**Instructions to follow**
Each record below should be reproduced as it is written, with pictures left out entirely.

+ + + + + + +

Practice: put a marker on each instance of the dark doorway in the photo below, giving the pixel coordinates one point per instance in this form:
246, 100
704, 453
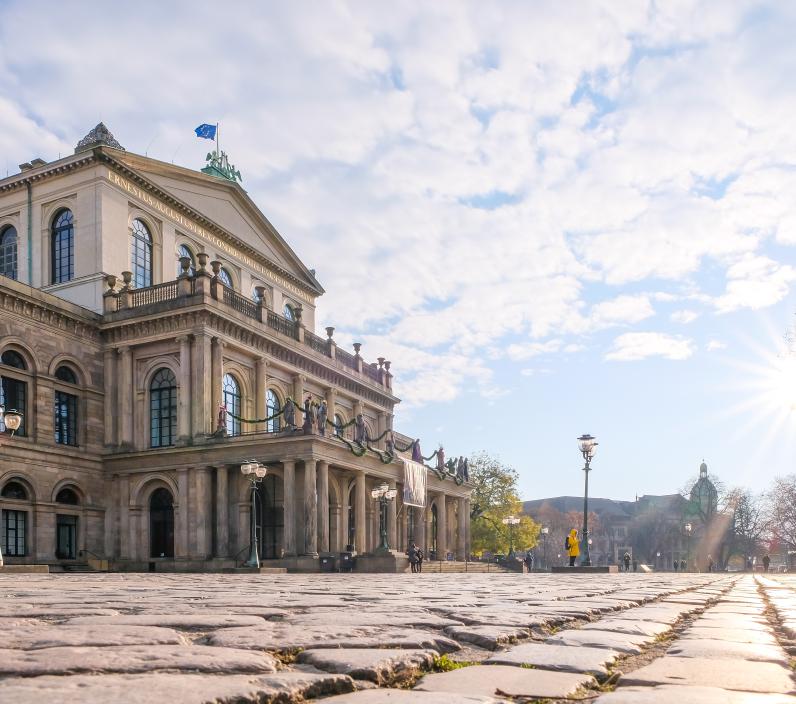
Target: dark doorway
271, 517
66, 537
161, 524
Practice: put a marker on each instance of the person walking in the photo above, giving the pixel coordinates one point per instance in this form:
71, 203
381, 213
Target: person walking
413, 557
572, 547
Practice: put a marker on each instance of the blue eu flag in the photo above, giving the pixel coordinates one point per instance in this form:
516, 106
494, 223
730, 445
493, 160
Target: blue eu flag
206, 131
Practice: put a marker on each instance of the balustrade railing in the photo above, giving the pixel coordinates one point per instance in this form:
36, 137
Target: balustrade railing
167, 291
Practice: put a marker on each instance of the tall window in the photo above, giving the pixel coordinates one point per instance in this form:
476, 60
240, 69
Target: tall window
272, 406
141, 255
225, 278
14, 522
232, 403
63, 247
13, 392
163, 408
185, 251
8, 252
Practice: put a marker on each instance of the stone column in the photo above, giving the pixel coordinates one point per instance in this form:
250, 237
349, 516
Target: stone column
124, 516
109, 398
222, 511
359, 514
289, 480
461, 529
125, 389
184, 397
323, 506
392, 520
442, 528
261, 383
181, 539
216, 374
203, 413
310, 508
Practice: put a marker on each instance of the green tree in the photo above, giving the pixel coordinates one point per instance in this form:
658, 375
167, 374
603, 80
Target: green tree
494, 498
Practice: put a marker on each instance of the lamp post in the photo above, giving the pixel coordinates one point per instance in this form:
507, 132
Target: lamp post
383, 494
545, 531
254, 472
587, 446
511, 521
688, 527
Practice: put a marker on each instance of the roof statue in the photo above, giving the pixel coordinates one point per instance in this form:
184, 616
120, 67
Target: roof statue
218, 165
98, 137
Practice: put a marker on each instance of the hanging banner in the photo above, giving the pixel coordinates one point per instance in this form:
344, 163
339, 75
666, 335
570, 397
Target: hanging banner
414, 484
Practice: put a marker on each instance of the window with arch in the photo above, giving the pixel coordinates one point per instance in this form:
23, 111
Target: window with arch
65, 423
163, 408
8, 252
185, 251
67, 495
338, 425
14, 522
13, 391
63, 247
141, 255
232, 403
272, 406
225, 278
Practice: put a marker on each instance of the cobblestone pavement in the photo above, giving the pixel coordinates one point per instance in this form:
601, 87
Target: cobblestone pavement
429, 638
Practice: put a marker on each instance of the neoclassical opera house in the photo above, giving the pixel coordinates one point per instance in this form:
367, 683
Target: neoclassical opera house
150, 315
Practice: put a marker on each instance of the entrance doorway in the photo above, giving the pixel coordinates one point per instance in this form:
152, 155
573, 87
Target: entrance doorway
161, 524
66, 537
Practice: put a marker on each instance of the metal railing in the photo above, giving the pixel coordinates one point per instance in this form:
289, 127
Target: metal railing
167, 291
240, 303
283, 325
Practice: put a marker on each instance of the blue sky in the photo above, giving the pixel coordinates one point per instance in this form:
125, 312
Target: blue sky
553, 219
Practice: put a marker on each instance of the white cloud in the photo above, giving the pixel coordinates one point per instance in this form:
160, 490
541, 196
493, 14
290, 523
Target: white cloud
633, 346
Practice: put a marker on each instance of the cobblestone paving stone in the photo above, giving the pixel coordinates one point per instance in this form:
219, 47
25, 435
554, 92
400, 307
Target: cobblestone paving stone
368, 639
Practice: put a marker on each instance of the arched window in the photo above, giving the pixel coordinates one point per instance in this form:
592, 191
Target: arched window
13, 391
338, 425
163, 408
65, 423
272, 406
185, 251
161, 523
63, 247
225, 277
8, 252
67, 495
232, 402
141, 255
65, 374
14, 522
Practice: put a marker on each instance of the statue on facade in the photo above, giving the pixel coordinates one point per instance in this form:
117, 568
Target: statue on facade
290, 414
360, 430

+ + + + + + +

**Your solution**
Practice: put a marker on each instance of the dark doorway in the photo below, giving the pixel coordinates one point per instance in this form:
246, 100
704, 453
Target: dark doorway
271, 517
66, 537
161, 524
Practice: put a marker on each instance of the person walking in the photo above, giving the pixel coordinates one point per instance in this form:
71, 203
381, 213
Target: person walking
413, 557
572, 547
Practice: put a marker on each instance of the blue eu flag in the photo above, giving the pixel coordinates one point per instance in this form:
516, 106
494, 223
730, 445
493, 160
Target: blue eu flag
206, 131
Practice: put a marker on each instance of the balustrade railing in the photo above, giving the pixel coordinates one point per instance in this form:
36, 137
Target: balustrade railing
167, 291
Practice: put a marker on each instance of the tall window in the photo above, giving the pixel coordinates one point per instance in this form:
476, 60
240, 69
Target: tall window
272, 406
141, 255
225, 278
14, 522
232, 403
63, 247
13, 392
163, 408
185, 251
8, 252
Practice: put a marker on each instance of the stone column in the photo above, giving the pixel coordinates one point per instance in this form:
250, 237
349, 516
Target: stone column
124, 516
109, 398
222, 511
359, 514
289, 480
461, 529
125, 389
184, 397
323, 506
392, 520
442, 528
261, 383
181, 539
216, 374
203, 413
310, 508
Practice: put a marker on each instance of the green tree in the photo above, giving the pixel coordinates one point per instance in this form:
658, 375
167, 374
603, 80
Target: green tree
494, 498
Practice: put a marker on each instance of the lamp post in the photo above, giving the pixel coordinates one point per instance in this form:
507, 132
Target: lamp post
383, 494
545, 531
254, 472
587, 446
511, 521
688, 527
Practice: put a marker on each instance of the roof statue in the photo above, giving the pixel coordinates one point per instance in this form:
184, 616
120, 67
Target: roof statue
218, 165
98, 137
Practice: put a marker on each instance of the hanging banner in the photo above, giving the pixel coordinates one point per instance in this form:
344, 163
339, 75
666, 335
570, 397
Target: hanging banner
414, 484
Practice: put a marker on each instance of the window with arch in the photo above, giving the pixel coordinates one point per instance in this form:
23, 111
Target: window with arch
65, 423
163, 408
8, 252
185, 251
67, 495
338, 425
14, 522
13, 391
63, 247
141, 255
232, 403
272, 406
225, 278
Practice: put a marker on each instance of the cobblestone pavement in the photo above, giving the pixel coordinates one point per instance in this form:
601, 87
Target: cobblestone pavement
429, 638
Practice: put a marker on each instance of the neoclassical opera house in the photo above, giving the pixel coordinates one point per instance in this form:
367, 683
Target: neoclassical opera house
150, 315
Practice: put a marker on each instance of the entrance doorway in the photo above, giving the pixel coordinates one point per instance in this form:
152, 155
573, 87
Target: entrance doorway
161, 524
66, 537
Practice: put a marker on each instance of the metal railing in the photo above, giving the pixel coordinates one point per instance in this form:
289, 127
Target: metal railing
167, 291
240, 303
283, 325
Practice: put a marker on each instance of the blue sky in the photo above, giving the pixel coordinates one point per instance in this form:
125, 312
Target: blue sky
553, 219
Practice: put a marker on each instance of the white cloud in the photo above, giving the pixel coordinates one point per instance in this form:
160, 490
541, 196
493, 14
290, 523
Target: white cloud
633, 346
Practice: put a marker on each instance of the cobblestone paving stone in the photo above, giving the pixel coordinates one point per instance in this form:
219, 47
25, 435
554, 92
400, 307
Target: cobblestone paving stone
368, 639
Practice: put a marker on each instance of the arched window in the photo above, giving the pixel coordinates one point per instance in this form:
592, 191
Target: arched window
13, 391
338, 425
163, 408
65, 423
272, 406
185, 251
161, 523
63, 247
225, 277
8, 252
67, 495
232, 402
141, 255
65, 374
14, 522
Practice: put a marker on each instance of the statue on facade in the photo above, giving the pixel coordinates one point per instance in this form:
117, 568
Target: statue on facade
290, 414
360, 430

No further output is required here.